━━ Geselecteerde tekst

Overslaan en naar de inhoud gaan
Map
  • Nieuws
  • Voorzitters Voka over 'hun' provincies

Voorzitters Voka over 'hun' provincies

  • 15/10/2021

West-Vlamingen als hardwerkende Bourgondiërs, Oost-Vlamingen als sympathiek en ondernemend: er bestaan best wat clichés over beide provincies. Bestaan die verschillen ook echt? En wat typeert het ondernemerschap in West- en Oost-Vlaanderen eigenlijk? We vroegen het aan Philippe De Veyt en Jef Wittouck, de voorzitters van respectievelijk Voka West-Vlaanderen en Voka Oost-Vlaanderen. 

Philippe De Veyt

  • 60 jaar
  • opgegroeid in het Oost-Vlaamse Ronse, woont in Wortegem-Petegem en werkt al meer dan 25 jaar in West-Vlaanderen
  • studeerde geneeskunde, gevolgd door een economische opleiding en een MBA aan Vlerick Business School
  • gedelegeerd bestuurder van Lecot nv uit Heule. Het familiebedrijf in handen van Anne en Françoise Santens met zo’n 700 medewerkers is actief in de distributie van hang- en sluitwerk en gereedschappen voor de bouw. Lecot heeft 68 filialen over heel België en is actief in Nederland met 4 filialen in Zuid-Nederland en een verkoopkantoor in Eindhoven.
  • sinds 2020 voorzitter van Voka West-Vlaanderen
Philippe

Jef Wittouck

  • 58 jaar
  • van origine Kortrijkzaan, maar vergroeide naar eigen zeggen al vele jaren geleden met Gent
  • bio-ingenieur; genoot daarna verdere vorming aan Vlerick en Insead
  • managing director van Christeyns, een internationale chemicaliëngroep gespecialiseerd in waspoeders, detergenten en chemische additieven. Er werken wereldwijd zo’n 1.200 werknemers voor Christeyns, waarvan 180 op de sites in Gent en Drongen.
  • sinds 2019 voorzitter van Voka Oost-Vlaanderen
bio jef

 foto

Een West-Vlaming die naar Oost-Vlaanderen verhuisde en een Oost-Vlaming die al meer dan 25 jaar in West-Vlaanderen werkt: jullie zijn uitstekend geplaatst om beide provincies te vergelijken… 

Jef Wittouck: “Ik ben opgegroeid in Kortrijk, maar ben na mijn studies in Gent blijven plakken, zoals zovelen. Zo goed als mijn volledige familie woont wel nog in West-Vlaanderen. Ik kan het me dus permitteren om te vergelijken (lacht). Het zijn beide bijzonder sympathieke provincies hé. Een West-Vlaming is veel directer en wil snel resultaat zien. Een Oost-Vlaming is wat bedachtzamer en diplomatischer. Hij is daardoor wat minder gefocust op onmiddellijk resultaat en meer op de lange termijn. Ik denk dat Oost-Vlamingen door de aanwezigheid van start-ups en scale-ups net iets progressiever zijn, bijvoorbeeld als het gaat om thuiswerk. De noeste West-Vlaamse ondernemer staat daar misschien net iets minder voor open. Let wel: dat zijn verschillen die wij zelf zien, maar die zijn relatief. De rest van Vlaanderen kijkt nog altijd naar ons als ‘de Vlaanders’.”

━━━━
━━ Fragmenten uit items

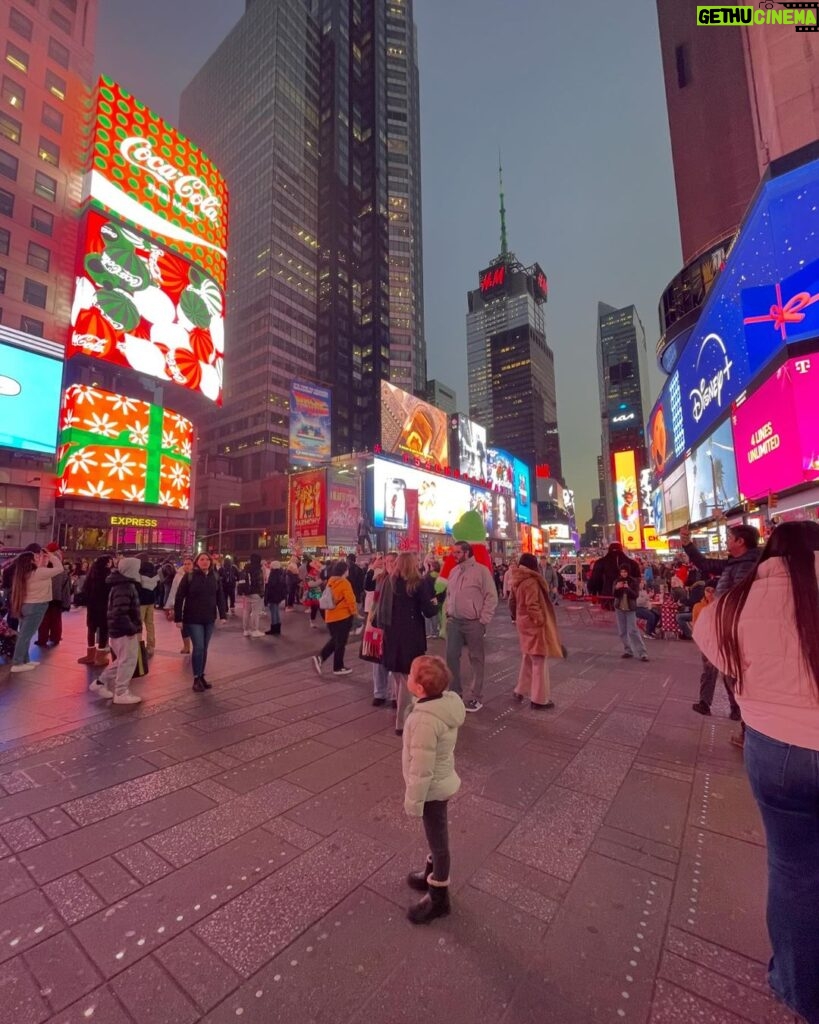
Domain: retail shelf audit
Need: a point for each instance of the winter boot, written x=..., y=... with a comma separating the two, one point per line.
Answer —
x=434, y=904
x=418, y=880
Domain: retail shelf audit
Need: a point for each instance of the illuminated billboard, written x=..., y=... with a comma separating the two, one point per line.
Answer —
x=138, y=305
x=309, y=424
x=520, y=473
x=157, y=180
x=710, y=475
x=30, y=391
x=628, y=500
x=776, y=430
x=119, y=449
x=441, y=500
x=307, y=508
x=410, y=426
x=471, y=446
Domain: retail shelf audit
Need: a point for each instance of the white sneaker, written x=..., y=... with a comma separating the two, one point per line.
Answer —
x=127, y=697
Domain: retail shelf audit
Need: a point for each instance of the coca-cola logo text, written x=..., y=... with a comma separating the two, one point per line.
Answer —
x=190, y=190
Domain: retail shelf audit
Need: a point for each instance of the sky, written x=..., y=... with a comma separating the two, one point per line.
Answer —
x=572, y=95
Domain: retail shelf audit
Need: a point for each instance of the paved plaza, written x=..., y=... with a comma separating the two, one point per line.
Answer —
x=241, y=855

━━━━
━━ Fragmenten uit items

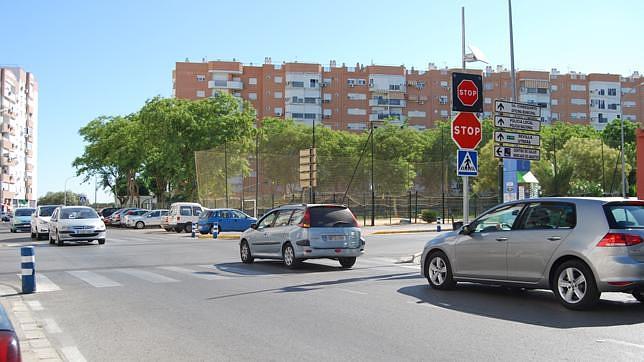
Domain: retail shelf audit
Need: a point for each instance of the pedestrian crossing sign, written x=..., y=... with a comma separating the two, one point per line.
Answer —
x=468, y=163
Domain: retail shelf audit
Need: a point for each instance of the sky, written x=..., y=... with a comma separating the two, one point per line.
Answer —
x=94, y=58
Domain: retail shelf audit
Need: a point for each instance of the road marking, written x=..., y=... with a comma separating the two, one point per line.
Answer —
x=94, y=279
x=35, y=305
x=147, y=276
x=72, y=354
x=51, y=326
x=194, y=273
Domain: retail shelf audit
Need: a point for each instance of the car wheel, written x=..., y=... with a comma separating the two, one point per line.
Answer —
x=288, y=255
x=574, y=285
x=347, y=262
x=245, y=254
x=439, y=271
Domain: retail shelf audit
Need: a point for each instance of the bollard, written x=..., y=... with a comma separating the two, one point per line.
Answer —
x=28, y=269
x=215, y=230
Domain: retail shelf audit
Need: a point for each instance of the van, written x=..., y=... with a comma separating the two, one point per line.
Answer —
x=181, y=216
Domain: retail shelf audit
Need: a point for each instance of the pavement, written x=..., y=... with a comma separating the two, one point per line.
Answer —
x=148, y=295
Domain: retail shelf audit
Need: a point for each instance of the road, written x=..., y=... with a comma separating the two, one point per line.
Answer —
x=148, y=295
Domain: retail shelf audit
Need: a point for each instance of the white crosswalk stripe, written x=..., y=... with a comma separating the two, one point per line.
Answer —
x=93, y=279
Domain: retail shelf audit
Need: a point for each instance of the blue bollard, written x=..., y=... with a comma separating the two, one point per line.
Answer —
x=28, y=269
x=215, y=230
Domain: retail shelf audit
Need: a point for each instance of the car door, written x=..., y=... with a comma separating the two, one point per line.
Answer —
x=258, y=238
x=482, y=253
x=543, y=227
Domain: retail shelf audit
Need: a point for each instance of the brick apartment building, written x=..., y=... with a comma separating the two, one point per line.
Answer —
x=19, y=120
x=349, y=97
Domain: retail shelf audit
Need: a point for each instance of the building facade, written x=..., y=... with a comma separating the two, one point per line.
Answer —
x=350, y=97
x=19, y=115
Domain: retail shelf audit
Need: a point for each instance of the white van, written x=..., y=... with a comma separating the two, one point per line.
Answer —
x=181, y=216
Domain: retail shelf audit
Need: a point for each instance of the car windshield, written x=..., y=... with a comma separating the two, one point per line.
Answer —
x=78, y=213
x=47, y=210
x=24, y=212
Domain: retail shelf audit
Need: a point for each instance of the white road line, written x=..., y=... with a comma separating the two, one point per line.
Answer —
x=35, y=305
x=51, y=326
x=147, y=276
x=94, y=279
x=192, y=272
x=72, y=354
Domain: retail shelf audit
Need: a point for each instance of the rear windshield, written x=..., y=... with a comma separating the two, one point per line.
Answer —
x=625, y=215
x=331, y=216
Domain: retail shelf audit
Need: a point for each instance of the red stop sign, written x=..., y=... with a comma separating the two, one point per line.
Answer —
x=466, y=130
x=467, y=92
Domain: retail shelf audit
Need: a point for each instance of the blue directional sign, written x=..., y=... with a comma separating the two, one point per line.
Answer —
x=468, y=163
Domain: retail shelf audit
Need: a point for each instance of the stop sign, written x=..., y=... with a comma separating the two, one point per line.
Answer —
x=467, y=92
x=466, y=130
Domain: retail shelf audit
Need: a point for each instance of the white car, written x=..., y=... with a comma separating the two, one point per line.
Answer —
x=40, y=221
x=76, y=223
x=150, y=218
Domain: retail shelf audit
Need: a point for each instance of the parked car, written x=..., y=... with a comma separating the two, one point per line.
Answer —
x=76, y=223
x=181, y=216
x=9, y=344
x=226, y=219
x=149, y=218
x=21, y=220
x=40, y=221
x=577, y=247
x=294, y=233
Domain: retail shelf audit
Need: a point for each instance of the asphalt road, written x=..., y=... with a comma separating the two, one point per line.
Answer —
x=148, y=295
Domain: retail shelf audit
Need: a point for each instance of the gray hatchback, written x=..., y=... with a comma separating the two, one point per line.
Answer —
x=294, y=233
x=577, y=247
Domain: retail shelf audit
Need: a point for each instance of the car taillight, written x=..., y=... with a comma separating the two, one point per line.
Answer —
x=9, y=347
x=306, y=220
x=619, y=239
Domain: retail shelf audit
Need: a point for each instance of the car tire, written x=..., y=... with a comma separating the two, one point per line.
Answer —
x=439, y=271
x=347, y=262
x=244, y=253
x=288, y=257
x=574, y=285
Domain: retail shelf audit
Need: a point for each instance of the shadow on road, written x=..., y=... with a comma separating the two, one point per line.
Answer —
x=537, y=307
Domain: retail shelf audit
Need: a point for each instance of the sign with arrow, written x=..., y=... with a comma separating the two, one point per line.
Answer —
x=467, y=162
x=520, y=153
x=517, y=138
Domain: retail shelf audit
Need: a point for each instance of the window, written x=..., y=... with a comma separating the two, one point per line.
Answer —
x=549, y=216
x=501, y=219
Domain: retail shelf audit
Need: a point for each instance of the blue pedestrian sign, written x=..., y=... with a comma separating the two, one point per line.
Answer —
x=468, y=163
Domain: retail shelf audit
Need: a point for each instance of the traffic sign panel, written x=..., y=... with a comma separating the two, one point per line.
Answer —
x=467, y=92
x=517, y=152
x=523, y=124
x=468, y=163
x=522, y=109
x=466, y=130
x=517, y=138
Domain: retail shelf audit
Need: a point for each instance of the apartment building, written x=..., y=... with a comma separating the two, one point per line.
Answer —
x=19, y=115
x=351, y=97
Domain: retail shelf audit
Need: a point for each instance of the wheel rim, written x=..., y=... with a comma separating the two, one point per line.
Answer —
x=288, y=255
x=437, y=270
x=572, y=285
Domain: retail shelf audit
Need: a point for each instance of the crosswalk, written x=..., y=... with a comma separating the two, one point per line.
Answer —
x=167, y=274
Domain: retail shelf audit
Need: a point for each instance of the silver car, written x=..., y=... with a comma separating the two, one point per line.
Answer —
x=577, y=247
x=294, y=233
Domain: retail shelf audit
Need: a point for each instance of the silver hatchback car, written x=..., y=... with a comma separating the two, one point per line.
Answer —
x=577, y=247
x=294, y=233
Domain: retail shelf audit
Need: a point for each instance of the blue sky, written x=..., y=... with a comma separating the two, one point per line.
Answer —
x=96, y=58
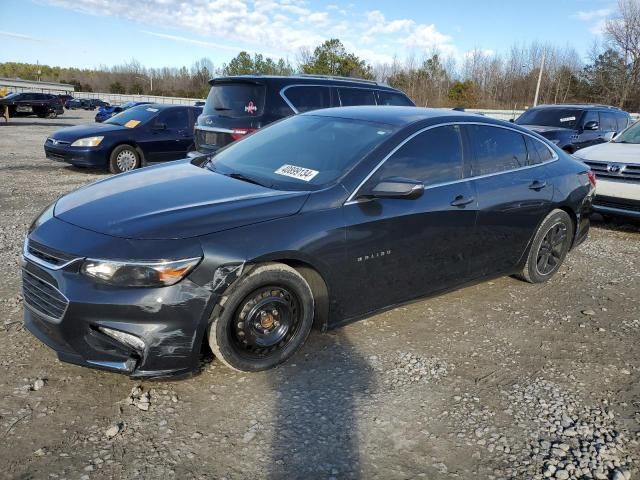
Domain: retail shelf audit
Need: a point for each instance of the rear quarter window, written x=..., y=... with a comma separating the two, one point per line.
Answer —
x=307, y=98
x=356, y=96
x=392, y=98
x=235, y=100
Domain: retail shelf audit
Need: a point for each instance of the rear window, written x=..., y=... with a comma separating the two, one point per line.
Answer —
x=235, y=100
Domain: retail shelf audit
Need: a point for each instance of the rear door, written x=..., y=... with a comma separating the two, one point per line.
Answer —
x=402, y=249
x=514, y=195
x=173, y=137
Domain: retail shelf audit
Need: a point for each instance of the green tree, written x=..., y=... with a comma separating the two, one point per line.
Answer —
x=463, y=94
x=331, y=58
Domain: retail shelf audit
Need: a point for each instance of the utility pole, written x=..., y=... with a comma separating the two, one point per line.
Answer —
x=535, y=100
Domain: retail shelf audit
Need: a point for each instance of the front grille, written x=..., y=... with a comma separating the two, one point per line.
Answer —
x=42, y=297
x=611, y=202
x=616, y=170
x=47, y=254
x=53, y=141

━━━━

# Maak de opdrachten:
• a. Beantwoord deze vragen over het artikel over de Voka-voorzitters:
(i) Hoeveel filialen heeft Lecot in België?
(ii) Sinds welk jaar is Jef Wittouck voorzitter van Voka Oost-Vlaanderen?
(iii) In welke stad groeide Philippe De Veyt op?
• b. Kun je uit het artikel over de Voka-voorzitters alles vanaf "West-Vlamingen als hardwerkende" tot en met "en Voka Oost-Vlaanderen." letterlijk overschrijven?
• c. Ga verder met het artikel over de Voka-voorzitters, te beginnen na de laatste zin die er staat.

# Uitgewerkte oplossingen:
• a.
(i) 68
(ii) 2019
(iii) Ronse

• b.
West-Vlamingen als hardwerkende Bourgondiërs, Oost-Vlamingen als sympathiek en ondernemend: er bestaan best wat clichés over beide provincies. Bestaan die verschillen ook echt? En wat typeert het ondernemerschap in West- en Oost-Vlaanderen eigenlijk? We vroegen het aan Philippe De Veyt en Jef Wittouck, de voorzitters van respectievelijk Voka West-Vlaanderen en Voka Oost-Vlaanderen.

• c.
Philippe De Veyt: “Ik kan me daarin vinden: West-Vlamingen hebben inderdaad een no-nonsense attitude. We doen eerst en denken dan. Daardoor zien we crisissen ook eerder als uitdagingen en opportuniteiten dan als rampen. Het West-Vlaams ondernemerschap heeft een zeer groot aanpassingsvermogen, dat hebben we in het verleden al bewezen. Kijk maar naar het zuiden van West-Vlaanderen, dat van een puur agrolandschap geëvolueerd is naar vlasindustrie, die dan weer werd omgeturnd tot textielindustrie.”

Jef Wittouck: “West-Vlaanderen heeft met die enorme dyanmiek veel welvaart gecreëerd. Zo’n dynamiek wordt nu in Oost-Vlaanderen teweeggebracht door alles wat gebeurt in het landschap van start-ups en scale-ups.” 

Is die start-upscene typerend voor Oost-Vlaanderen?

Jef Wittouck: “Absoluut, we hebben daar de perfecte ecologie voor. Vanuit Voka doen we daar ook heel veel rond. Met succes, want uit die start-ups ontstaan scale-ups en grotere bedrijven. De brains zijn er: onze wetenschapsinstellingen beïnvloeden dat ecoklimaat gunstig, bijvoorbeeld op het vlak van biotechnologie en healthcare. In West-Vlaanderen heb je dat misschien minder, maar ik weet niet of dat een nadeel is. Ik geloof dat het soms beter is om in te zetten op je sterktes dan om je zwaktes bij te schaven.”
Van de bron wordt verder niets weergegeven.